SHORT TASK 1
Name each profitability measure that the excerpt on growth and profitability mentions.
SHORT TASK 2
In the listing, reproduce the stretch from the line containing "In the photograph above, where can the camouflage cap" through the line containing "(1299, 271)", with both of those lines included.

EXCERPT
[start]
In the second and third stages of the analysis, the focus is on the relationships between sales growth and the financial and non-financial ratios and measures. When the estimated models exhibit statistically insignificant relationship between sales growth and the other measures, the models also test the impact of asset growth as a regressor. Where appropriate in the second and third stages, the list of regressors also includes profitability in terms of ROA in order to control for the impact of profitability on the financial and non-financial ratios and measures.

4. Results

Tables 1-9 report the estimates of the models that show significant relationships between growth and the analysed ratios and measures. Where ROA, as a control variable, significantly impacts on the analysed ratio or measure, the results of a model with ROA among the regressors are presented. Where there is no statistically significant linkage between the analysed ratio or measure and sales growth, but there is a statistically significant relationship between the ratio or measure and asset growth, the table includes the results of the model with asset growth among the regressors.

4.1. Relationship between growth and measures of firm profitability

Table 2 shows the results of testing the relationship between growth and the three profitability measures. Sales growth significantly impacts on ROA and ROS. The relationship between the two ratios and sales growth is non-linear; the linear effect is positive and the quadratic negative.

Thus, sales growth increases profitability at a declining rate until the growth rate reaches the threshold, which is, on average, 29.4 percent growth rate for ROA and 40.25 percent for ROS. After reaching the threshold growth rate, any increase in sales growth decreases profitability. The relationship between ROE and firm growth (in terms of either sales or assets) was also tested, but no significant relationship was found. Similarly, the model that used ROE as a dependent variable was statistically insignificant.
[end]
DATA SHOWN
[start]
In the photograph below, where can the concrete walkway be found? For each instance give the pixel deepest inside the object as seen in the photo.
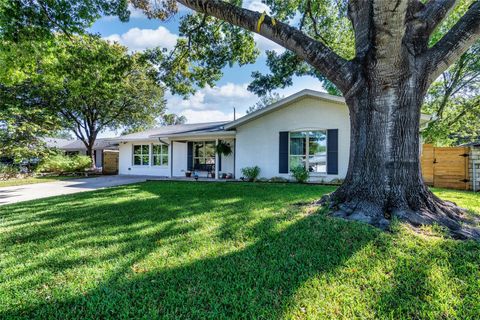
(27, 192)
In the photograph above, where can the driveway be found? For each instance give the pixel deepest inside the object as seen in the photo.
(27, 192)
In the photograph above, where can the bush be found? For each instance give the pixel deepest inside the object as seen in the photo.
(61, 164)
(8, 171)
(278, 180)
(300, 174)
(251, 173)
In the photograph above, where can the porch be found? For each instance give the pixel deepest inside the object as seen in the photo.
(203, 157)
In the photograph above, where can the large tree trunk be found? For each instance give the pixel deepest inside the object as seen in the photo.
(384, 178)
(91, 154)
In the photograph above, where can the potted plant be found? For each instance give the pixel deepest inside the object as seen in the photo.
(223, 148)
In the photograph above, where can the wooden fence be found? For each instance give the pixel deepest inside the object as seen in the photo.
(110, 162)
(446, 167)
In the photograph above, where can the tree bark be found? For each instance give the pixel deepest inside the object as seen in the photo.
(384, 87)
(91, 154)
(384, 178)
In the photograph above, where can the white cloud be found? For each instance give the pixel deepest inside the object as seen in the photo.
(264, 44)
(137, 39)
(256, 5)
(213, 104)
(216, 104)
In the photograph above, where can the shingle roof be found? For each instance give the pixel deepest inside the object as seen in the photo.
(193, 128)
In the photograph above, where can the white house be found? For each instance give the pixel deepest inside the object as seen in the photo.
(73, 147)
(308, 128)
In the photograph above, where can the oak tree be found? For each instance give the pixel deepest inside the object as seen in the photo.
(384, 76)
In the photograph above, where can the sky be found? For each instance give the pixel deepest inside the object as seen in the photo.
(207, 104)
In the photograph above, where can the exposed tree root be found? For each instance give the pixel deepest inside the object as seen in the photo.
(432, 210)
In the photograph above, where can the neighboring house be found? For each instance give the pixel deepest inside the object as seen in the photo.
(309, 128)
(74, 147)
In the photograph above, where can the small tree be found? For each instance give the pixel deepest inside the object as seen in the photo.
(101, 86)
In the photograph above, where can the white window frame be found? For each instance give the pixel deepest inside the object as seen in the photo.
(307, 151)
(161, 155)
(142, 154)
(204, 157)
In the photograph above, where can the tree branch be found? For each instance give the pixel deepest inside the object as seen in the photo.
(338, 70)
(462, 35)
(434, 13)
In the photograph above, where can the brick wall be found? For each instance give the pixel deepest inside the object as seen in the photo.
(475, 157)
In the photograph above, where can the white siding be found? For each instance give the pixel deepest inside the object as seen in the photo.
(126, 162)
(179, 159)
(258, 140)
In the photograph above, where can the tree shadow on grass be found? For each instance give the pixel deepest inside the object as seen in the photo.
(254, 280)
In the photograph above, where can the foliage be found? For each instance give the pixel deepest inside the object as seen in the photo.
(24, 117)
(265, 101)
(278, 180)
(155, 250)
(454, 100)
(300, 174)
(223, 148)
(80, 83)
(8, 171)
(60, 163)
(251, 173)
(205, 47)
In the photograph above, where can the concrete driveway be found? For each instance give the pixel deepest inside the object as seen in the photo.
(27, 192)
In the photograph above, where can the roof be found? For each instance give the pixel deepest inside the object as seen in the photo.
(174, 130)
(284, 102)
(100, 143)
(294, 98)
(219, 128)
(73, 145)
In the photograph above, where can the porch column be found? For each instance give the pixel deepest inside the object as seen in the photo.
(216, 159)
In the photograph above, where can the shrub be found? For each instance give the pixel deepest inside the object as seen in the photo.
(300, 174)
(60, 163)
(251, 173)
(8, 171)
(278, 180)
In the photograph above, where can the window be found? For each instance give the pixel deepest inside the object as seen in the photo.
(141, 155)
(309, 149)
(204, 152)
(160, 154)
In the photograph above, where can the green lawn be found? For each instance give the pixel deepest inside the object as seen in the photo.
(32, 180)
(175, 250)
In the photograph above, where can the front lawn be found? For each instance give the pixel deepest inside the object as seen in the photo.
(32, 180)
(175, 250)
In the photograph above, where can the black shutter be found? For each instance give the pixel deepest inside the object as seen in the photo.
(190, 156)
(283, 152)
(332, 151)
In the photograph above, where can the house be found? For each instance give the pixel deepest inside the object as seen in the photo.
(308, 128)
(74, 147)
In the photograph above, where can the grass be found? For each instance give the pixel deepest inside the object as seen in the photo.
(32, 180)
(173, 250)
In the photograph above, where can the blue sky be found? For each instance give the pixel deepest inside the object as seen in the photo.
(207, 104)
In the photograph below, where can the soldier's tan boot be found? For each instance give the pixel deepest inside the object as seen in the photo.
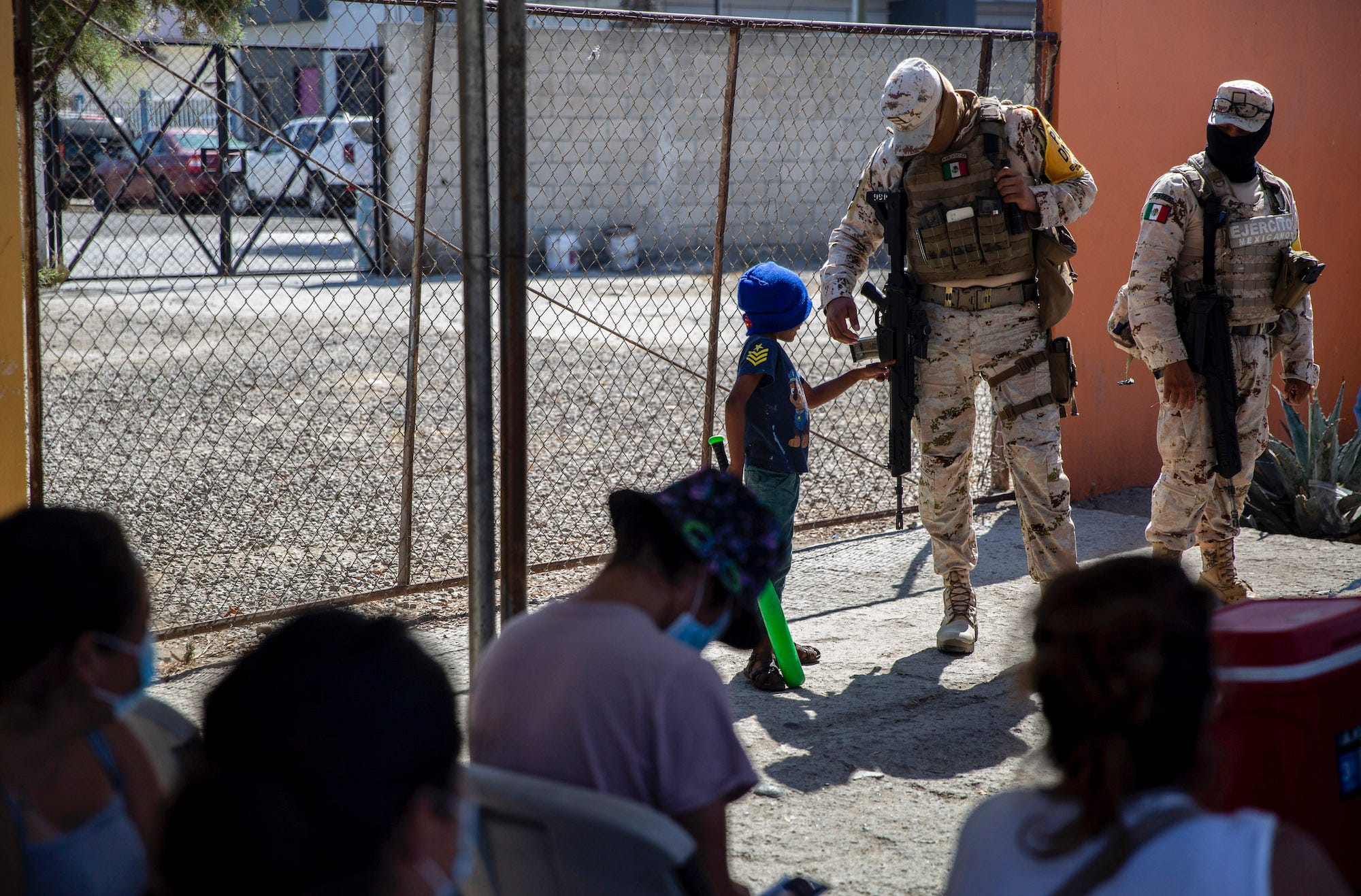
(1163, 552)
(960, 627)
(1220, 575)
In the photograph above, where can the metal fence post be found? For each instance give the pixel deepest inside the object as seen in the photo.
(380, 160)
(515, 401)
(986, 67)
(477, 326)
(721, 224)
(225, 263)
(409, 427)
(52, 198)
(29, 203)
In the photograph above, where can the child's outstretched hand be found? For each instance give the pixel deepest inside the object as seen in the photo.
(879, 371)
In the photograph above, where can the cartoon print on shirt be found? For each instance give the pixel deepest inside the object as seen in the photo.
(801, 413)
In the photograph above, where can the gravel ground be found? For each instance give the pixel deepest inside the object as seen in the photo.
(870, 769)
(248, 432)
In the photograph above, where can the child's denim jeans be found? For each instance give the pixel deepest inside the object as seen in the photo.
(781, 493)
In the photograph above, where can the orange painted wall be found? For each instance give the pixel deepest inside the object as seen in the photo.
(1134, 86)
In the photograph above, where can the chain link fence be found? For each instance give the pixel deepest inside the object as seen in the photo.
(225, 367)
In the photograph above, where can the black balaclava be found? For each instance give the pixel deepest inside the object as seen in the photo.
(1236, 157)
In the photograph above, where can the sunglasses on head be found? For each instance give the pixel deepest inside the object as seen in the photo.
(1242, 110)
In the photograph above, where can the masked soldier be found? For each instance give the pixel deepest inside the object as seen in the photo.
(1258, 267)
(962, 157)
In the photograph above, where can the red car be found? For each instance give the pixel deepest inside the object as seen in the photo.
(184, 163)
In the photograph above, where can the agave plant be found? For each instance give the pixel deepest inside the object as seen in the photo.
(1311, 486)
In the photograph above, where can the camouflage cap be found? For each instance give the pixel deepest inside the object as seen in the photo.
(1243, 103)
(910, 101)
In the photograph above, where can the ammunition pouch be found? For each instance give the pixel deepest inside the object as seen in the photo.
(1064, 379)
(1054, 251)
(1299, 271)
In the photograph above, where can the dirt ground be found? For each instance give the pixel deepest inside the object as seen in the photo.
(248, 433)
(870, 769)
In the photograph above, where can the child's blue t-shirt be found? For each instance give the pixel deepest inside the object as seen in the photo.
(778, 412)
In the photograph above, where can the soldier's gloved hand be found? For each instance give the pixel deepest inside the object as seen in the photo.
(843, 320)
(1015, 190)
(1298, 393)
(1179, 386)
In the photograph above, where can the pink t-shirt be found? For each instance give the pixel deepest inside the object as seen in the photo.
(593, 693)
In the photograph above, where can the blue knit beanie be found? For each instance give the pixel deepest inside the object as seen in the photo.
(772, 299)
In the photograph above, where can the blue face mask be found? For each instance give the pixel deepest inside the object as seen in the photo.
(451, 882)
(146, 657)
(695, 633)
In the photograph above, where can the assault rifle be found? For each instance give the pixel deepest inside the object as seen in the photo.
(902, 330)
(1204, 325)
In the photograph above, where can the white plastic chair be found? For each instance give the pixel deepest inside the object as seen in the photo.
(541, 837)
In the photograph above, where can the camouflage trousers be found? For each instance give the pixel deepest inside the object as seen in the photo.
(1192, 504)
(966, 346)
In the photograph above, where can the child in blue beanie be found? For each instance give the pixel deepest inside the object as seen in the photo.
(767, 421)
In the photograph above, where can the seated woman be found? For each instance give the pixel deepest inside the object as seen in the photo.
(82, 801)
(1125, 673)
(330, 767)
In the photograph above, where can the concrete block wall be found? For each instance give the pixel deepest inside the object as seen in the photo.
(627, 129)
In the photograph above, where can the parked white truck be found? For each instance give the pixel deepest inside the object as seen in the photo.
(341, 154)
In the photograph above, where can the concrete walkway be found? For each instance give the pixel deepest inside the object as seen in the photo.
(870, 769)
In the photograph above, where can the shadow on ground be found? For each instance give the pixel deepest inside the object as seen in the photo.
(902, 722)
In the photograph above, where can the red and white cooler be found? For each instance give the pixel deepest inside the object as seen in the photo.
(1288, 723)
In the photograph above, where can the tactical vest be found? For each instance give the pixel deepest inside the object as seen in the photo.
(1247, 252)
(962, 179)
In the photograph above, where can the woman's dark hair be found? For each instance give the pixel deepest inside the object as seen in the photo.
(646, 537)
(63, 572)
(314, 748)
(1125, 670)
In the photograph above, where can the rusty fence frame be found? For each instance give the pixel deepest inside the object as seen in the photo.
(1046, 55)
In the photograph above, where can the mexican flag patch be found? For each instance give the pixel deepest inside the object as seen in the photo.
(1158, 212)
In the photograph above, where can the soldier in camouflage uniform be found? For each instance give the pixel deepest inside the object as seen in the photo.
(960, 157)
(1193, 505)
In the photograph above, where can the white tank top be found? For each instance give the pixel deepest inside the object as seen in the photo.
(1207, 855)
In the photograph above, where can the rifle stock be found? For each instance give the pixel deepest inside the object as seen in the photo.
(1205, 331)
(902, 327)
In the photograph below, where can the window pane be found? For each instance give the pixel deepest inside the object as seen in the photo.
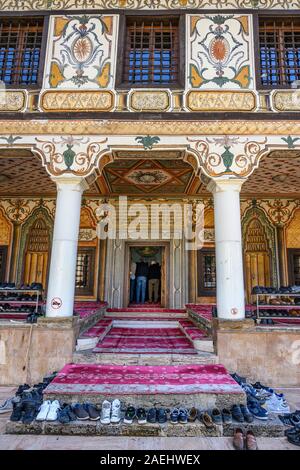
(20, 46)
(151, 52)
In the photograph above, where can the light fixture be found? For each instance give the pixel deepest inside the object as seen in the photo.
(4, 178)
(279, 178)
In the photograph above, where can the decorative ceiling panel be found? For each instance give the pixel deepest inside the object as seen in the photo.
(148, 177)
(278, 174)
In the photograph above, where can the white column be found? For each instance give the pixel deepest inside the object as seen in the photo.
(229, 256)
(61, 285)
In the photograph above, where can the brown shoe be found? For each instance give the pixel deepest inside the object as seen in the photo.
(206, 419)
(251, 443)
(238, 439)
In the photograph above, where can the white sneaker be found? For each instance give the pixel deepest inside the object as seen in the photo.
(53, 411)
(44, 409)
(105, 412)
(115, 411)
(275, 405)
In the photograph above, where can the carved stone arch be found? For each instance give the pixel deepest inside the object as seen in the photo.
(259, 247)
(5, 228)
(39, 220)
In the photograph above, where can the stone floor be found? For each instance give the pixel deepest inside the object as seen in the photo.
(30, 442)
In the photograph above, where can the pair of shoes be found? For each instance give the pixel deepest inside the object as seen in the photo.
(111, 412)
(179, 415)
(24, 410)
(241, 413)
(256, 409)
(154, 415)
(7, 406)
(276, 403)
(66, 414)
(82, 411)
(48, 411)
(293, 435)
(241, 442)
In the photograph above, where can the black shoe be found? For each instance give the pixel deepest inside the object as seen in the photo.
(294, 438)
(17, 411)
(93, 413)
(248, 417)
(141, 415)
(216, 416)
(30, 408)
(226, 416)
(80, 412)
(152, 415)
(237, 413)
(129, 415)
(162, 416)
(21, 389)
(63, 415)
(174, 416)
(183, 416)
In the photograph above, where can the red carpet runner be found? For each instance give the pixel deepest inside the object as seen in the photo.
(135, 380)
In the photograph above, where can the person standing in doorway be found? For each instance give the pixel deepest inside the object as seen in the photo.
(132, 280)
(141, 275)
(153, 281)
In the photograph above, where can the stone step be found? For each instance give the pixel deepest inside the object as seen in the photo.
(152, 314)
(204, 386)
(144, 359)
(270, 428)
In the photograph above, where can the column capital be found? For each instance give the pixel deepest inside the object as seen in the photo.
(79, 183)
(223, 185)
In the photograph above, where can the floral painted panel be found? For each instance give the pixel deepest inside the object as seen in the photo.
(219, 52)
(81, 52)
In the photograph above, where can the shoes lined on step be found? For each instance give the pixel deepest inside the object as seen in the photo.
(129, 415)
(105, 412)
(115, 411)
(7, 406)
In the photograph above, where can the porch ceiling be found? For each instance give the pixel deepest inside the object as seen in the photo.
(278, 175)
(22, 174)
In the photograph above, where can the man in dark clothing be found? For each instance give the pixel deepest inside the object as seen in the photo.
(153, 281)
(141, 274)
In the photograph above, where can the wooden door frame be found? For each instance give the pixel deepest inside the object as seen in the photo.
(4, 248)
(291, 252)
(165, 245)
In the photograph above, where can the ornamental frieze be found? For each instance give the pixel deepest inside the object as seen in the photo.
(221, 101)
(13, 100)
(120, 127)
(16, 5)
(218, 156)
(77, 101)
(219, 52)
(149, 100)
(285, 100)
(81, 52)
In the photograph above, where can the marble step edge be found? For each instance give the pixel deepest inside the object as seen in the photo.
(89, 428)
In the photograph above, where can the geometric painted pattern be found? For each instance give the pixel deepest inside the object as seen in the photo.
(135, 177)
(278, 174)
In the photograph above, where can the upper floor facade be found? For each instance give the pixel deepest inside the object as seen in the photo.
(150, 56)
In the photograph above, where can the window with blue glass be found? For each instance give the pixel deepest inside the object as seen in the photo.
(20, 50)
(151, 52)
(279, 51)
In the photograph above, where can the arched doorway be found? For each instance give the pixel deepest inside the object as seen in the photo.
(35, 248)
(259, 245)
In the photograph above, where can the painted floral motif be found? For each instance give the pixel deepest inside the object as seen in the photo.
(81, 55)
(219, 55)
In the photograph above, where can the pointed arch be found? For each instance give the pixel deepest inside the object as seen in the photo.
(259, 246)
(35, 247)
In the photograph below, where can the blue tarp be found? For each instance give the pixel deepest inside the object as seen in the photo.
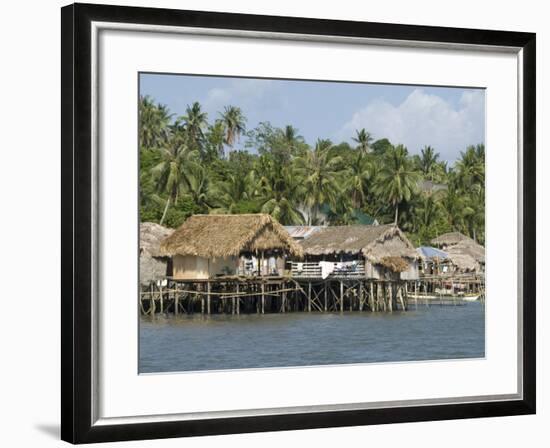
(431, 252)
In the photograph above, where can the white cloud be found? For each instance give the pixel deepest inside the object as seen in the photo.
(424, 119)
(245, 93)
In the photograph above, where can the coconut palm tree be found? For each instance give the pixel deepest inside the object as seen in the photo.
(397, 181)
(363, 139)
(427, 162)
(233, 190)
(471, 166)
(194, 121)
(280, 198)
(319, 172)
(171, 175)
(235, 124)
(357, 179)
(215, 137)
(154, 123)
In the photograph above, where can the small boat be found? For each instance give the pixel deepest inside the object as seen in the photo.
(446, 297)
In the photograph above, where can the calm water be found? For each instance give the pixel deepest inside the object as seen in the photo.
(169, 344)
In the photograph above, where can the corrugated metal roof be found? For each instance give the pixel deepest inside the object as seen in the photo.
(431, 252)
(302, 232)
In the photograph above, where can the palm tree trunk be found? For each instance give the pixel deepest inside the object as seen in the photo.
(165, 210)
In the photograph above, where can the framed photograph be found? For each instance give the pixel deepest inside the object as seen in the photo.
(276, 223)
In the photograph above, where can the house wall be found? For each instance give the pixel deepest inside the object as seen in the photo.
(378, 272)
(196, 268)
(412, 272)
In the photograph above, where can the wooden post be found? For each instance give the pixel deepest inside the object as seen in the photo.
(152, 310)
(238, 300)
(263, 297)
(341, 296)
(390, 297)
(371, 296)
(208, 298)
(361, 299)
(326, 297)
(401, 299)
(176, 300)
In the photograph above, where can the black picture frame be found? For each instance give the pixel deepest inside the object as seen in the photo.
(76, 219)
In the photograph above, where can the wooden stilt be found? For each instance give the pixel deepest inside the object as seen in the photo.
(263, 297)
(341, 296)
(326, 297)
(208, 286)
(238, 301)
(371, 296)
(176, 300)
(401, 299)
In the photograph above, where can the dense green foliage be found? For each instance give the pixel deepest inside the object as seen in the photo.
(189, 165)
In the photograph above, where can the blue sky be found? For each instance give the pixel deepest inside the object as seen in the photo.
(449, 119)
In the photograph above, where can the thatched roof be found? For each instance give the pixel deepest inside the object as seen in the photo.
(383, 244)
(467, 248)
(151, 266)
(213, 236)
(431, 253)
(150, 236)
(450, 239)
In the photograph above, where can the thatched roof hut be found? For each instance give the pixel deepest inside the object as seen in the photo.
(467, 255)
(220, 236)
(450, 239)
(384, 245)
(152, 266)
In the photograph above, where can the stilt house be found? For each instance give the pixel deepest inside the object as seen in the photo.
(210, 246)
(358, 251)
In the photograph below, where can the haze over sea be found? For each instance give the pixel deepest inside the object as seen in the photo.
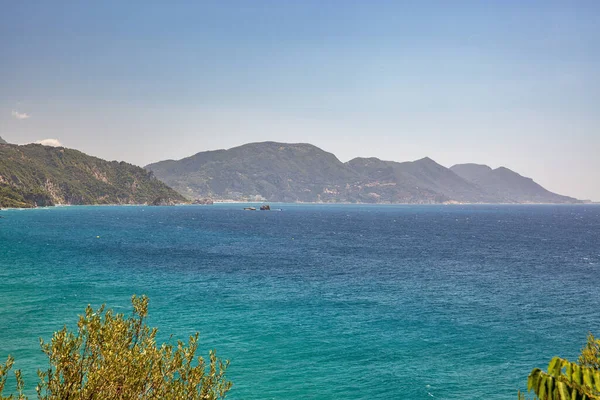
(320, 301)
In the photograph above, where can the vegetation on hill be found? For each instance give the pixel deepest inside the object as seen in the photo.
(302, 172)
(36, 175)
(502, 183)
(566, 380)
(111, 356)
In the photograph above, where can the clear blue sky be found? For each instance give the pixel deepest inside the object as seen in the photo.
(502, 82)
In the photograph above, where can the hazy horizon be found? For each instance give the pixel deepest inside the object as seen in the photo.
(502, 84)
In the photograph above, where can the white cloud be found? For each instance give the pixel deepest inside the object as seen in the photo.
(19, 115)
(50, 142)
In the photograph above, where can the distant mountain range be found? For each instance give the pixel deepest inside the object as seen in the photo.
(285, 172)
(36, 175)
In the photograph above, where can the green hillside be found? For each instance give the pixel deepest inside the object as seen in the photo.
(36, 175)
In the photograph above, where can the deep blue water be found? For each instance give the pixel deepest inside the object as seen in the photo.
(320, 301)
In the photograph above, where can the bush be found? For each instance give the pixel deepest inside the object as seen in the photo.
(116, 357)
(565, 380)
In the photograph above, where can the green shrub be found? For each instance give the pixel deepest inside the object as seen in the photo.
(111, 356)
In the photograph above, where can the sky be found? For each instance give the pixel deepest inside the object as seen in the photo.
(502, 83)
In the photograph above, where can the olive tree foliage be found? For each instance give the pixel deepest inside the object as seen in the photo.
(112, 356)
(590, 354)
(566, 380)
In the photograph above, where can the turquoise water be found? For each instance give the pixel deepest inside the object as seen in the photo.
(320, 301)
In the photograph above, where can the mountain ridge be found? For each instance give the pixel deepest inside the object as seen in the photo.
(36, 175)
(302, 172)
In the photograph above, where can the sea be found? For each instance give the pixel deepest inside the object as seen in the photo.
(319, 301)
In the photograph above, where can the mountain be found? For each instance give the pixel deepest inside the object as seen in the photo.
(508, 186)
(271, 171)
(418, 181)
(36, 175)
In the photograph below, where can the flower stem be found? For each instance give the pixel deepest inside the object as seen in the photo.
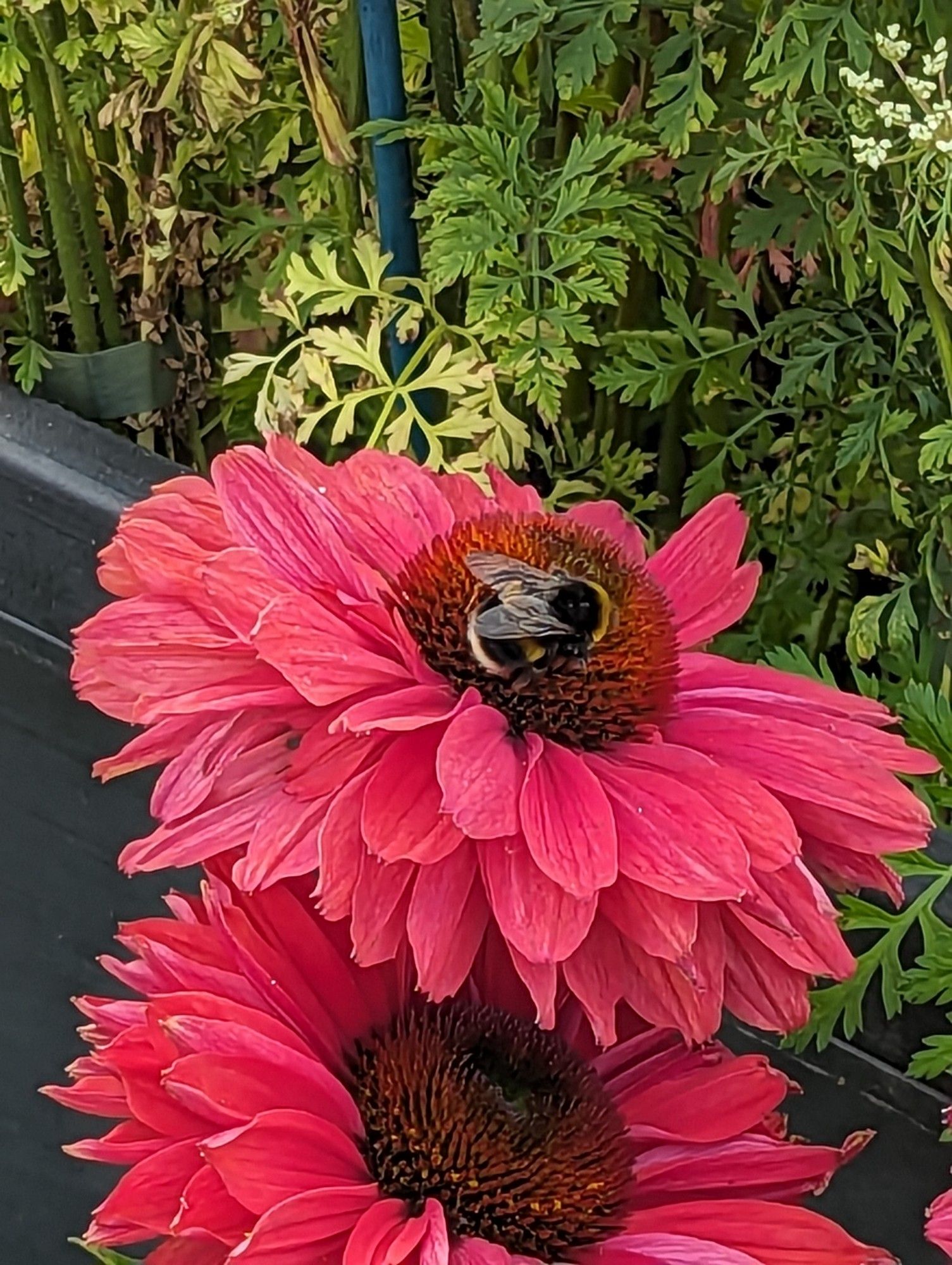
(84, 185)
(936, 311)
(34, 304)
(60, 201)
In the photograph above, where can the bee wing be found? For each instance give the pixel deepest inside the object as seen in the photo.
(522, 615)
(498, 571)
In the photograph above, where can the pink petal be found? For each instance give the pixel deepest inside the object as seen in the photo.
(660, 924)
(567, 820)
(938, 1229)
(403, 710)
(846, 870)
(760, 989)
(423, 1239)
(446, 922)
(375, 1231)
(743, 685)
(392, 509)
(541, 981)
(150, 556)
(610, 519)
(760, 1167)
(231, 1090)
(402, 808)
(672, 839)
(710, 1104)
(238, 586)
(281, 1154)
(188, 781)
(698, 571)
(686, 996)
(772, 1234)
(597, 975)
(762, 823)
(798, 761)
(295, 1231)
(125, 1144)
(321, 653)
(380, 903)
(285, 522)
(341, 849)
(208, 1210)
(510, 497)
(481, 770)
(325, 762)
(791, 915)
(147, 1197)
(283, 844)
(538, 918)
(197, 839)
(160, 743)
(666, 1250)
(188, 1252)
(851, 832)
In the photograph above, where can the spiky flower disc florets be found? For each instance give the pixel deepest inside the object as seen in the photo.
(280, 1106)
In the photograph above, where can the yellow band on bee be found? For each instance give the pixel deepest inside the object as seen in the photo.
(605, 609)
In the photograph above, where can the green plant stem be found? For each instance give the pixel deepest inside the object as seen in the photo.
[end]
CORRECT RESPONSE 1
ROA, ROS, ROE

CORRECT RESPONSE 2
In the photograph above, where can the camouflage cap be found? For each instance give the pixel deepest inside the object as seen in the photo.
(1243, 103)
(910, 101)
In the photograph above, where can the ammunition pouch be found? For each instance give the pixel deepest inside the object as seen in the photo.
(1064, 379)
(1054, 251)
(1299, 271)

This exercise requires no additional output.